- _OBJECTIVE_: Continue the article about dancer Shu-Chen Cuff and Gin Dance Company, starting right after its final sentence.

One of my favorite parts of writing for Modern Reston has been the opportunities to meet fascinating people in this community. Dancer Shu-Chen Cuff is one of those people.
As I was looking through the schedule for this weekend’s Northern Virginia Fine Arts Festival at Reston Town Center, I learned that it will include dance performances as well as visual arts. One of the scheduled dance groups is Gin Dance Company, a modern dance company with a contemporary ballet style that is influenced by East Asian traditional dance.
Gin Dance Company’s performance at the Fine Arts Festival will take place in front of the new stick sculpture by Patrick Dougherty in Town Square Park. It will be a theatrical performance called “Six Degrees,” inspired by the sculpture itself. Artistic director and choreographer Shu-Chen Cuff described the performance:
“The Dougherty sculpture is comprised of individual saplings intertwining with each other to give shape and form to an overall structure, bringing a level of meaning and purpose that any one sapling could never have done on its own.
I explore through my choreography of “Six Degrees” how we, as individuals, intertwine our lives with those around us, and they with those around them, and so on until we form a network that gives meaning, structure and purpose that any one individual could never have accomplished on their own.”
I was curious to learn more about “Six Degrees” and Gin Dance Company, so I met with Shu-Chen Cuff to chat over coffee. I enjoyed hearing about the upcoming dance performance, but I was particularly fascinated by Shu-Chen’s tales of dedication, courage, and optimism. I asked if I could share the story of her path from Taiwan to Reston in search of a dream. Her story inspired me. I hope you will enjoy it, too.

- _ENTRIES PROVIDED_:
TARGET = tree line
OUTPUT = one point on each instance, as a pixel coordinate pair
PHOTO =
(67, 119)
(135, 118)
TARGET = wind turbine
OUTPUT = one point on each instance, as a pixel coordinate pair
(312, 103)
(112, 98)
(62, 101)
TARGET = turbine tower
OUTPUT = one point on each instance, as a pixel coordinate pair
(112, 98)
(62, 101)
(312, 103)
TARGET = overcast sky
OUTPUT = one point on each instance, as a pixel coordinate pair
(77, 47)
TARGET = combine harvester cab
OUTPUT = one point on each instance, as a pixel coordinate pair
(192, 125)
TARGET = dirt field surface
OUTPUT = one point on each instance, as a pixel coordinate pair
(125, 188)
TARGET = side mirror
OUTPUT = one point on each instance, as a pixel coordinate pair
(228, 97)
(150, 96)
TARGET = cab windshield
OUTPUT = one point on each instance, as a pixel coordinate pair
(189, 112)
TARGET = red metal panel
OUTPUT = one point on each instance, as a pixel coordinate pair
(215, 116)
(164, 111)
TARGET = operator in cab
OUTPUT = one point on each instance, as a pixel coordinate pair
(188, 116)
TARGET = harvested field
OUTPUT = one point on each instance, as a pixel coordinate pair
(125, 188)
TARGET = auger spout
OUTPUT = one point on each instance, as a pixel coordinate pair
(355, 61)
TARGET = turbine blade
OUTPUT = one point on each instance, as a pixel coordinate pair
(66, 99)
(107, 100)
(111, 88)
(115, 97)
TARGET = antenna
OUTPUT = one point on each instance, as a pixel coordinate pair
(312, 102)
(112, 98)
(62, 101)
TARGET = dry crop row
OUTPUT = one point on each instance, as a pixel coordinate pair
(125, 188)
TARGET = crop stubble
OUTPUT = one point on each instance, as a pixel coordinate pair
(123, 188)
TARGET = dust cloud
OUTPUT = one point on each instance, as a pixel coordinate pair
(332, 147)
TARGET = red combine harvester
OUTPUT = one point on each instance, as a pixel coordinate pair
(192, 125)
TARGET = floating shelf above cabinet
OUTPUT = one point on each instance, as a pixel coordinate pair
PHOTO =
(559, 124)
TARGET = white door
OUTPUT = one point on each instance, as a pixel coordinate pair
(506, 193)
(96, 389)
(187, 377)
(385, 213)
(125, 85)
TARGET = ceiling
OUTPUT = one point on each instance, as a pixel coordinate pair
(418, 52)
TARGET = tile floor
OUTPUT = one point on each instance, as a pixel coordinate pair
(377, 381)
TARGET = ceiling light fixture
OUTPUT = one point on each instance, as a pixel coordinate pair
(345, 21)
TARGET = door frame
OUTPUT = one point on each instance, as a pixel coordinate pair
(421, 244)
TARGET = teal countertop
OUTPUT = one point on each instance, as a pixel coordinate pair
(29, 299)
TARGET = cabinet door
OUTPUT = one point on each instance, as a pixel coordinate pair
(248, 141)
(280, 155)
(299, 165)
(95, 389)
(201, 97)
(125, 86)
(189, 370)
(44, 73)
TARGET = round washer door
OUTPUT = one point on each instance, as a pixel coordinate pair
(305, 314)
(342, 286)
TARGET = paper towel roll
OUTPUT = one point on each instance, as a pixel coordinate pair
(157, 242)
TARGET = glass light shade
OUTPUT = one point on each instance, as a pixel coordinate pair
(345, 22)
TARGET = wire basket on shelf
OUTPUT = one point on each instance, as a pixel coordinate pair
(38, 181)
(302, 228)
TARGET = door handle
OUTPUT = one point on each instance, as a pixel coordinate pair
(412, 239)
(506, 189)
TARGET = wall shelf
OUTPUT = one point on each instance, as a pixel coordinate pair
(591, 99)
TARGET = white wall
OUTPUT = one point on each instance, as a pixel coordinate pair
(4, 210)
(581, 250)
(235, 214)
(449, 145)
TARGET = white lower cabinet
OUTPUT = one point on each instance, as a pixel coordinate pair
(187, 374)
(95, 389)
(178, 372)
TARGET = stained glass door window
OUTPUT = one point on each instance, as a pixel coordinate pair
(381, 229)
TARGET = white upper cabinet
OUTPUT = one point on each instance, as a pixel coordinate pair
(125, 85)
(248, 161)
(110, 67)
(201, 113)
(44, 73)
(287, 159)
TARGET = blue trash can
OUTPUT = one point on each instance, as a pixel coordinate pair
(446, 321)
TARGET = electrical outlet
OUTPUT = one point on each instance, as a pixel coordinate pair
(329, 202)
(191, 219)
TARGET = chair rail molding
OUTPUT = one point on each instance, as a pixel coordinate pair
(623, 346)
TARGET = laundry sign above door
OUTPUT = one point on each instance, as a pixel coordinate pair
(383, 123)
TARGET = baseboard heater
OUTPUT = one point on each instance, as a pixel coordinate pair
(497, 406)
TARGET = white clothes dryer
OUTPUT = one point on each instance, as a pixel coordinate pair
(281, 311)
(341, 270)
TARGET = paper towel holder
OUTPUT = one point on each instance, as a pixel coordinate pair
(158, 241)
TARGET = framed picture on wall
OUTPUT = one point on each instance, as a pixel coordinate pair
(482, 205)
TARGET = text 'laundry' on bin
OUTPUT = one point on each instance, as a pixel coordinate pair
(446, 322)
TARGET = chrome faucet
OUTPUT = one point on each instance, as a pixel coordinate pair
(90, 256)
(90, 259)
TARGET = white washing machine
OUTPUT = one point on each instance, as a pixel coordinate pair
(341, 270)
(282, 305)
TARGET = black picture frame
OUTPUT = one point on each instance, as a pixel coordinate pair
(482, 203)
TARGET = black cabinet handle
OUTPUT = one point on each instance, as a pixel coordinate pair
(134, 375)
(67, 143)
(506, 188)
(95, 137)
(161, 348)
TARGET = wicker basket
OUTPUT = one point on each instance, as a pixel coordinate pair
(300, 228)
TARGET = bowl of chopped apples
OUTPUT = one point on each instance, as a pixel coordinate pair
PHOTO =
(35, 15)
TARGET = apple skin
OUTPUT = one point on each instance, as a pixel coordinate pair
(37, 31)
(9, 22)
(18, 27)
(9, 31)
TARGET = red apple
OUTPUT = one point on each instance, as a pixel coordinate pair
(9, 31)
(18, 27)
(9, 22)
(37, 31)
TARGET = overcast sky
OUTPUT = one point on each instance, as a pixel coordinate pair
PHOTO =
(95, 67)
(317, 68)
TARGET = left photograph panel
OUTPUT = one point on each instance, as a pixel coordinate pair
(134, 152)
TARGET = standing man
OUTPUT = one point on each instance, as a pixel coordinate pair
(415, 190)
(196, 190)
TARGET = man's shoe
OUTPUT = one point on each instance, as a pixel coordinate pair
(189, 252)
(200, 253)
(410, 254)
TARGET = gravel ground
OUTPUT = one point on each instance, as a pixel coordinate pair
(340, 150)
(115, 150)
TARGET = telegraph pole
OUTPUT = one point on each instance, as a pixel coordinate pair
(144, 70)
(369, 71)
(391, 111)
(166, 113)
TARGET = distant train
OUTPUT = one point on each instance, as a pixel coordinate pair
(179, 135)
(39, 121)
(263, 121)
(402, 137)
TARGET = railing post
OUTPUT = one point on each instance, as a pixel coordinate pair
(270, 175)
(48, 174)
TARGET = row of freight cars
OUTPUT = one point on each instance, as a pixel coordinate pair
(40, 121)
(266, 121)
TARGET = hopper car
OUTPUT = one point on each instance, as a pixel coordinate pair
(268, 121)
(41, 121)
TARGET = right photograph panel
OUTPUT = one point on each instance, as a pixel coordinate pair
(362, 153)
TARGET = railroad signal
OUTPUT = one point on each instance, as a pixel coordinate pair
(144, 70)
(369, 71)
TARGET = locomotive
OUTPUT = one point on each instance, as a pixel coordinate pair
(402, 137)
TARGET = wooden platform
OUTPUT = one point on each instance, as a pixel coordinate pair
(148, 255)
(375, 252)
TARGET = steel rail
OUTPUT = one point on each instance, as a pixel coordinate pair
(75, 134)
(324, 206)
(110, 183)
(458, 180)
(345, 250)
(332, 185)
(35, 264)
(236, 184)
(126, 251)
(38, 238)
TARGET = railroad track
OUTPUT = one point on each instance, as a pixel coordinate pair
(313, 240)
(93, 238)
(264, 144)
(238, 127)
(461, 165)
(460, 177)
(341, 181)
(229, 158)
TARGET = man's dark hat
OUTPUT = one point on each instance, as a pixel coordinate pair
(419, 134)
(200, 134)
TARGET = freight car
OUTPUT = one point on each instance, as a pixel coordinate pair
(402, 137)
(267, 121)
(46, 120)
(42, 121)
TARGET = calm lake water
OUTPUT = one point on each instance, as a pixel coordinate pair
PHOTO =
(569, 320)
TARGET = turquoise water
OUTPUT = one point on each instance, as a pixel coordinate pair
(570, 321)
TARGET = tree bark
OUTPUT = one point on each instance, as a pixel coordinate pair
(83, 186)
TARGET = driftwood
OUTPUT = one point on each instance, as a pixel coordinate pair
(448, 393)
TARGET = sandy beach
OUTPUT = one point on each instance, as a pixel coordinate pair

- _RESULT OF THIS TASK_:
Shu-Chen carries an exuberant grace about her; her optimism and energy are contagious and uplifting. I can see why she is someone who managed to make her childhood dreams come true.
She was born in Kaohsiung, Taiwan. Back then she was named Shu-Gin Chen. A mistranslation of her name at U.S. immigration later led to her first name being changed to Shu-Chen Chen. She decided she liked the Americanized version of her name, and decided to keep it. She later married an American and added the surname Cuff. She chose to keep “Gin” by eventually giving that name to her dance company. “Gin” means “real,” “truthful,” and “sincere.”
She grinned as she told me that she’s always been a natural performer, wanting to be on stage and entertain at any opportunity. In elementary school, she was invited to take a formal dance class with a friend. Her father discouraged her from studying dance, and did not approve of the class. Young Shu-Gin decided to enroll in the class anyway. Without her parents’ support, she didn’t have the money or supplies for the class, so she danced in street clothes without tuition. She really wanted it, and was courageous enough to do it on her own.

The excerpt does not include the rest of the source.